Data listing -
_ _ _ _ _ _ _
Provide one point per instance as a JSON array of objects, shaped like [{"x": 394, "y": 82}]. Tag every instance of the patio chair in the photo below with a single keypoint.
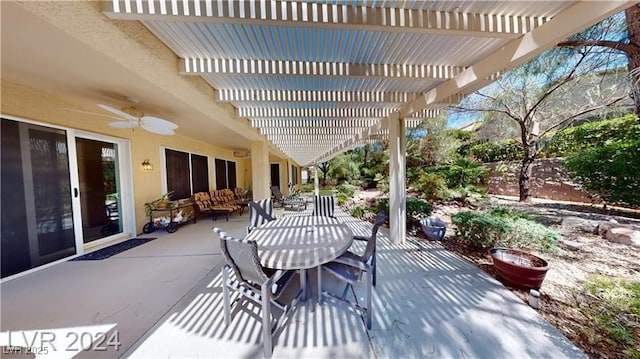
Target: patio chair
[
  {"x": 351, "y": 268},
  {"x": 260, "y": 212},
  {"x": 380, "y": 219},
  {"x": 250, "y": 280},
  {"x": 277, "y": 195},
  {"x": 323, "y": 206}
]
_ _ _ _ _ _ _
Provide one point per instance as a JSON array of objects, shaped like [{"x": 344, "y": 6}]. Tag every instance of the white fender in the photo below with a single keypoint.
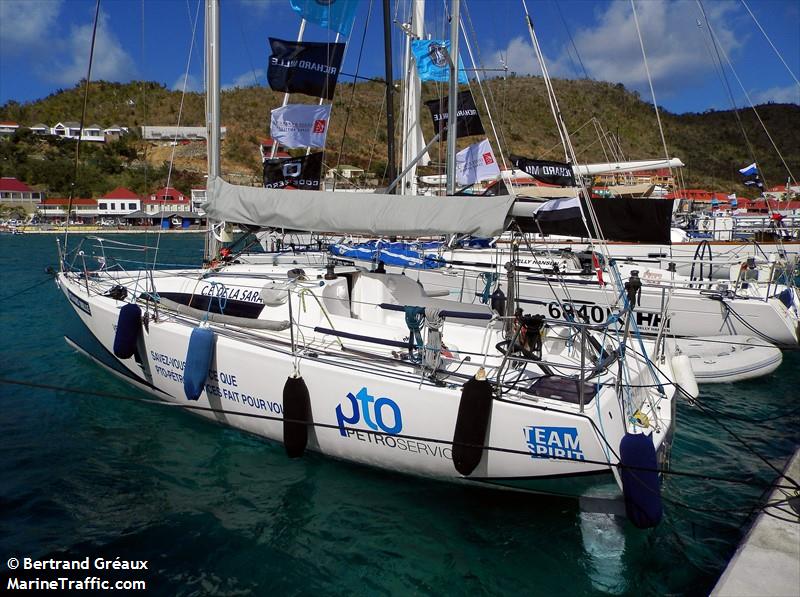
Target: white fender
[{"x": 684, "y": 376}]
_ _ _ _ _ _ _
Written request -
Gather every line of the material above that contains the word "Target", listing them in the order they appear.

Written solution -
Target: patio chair
Target: white fender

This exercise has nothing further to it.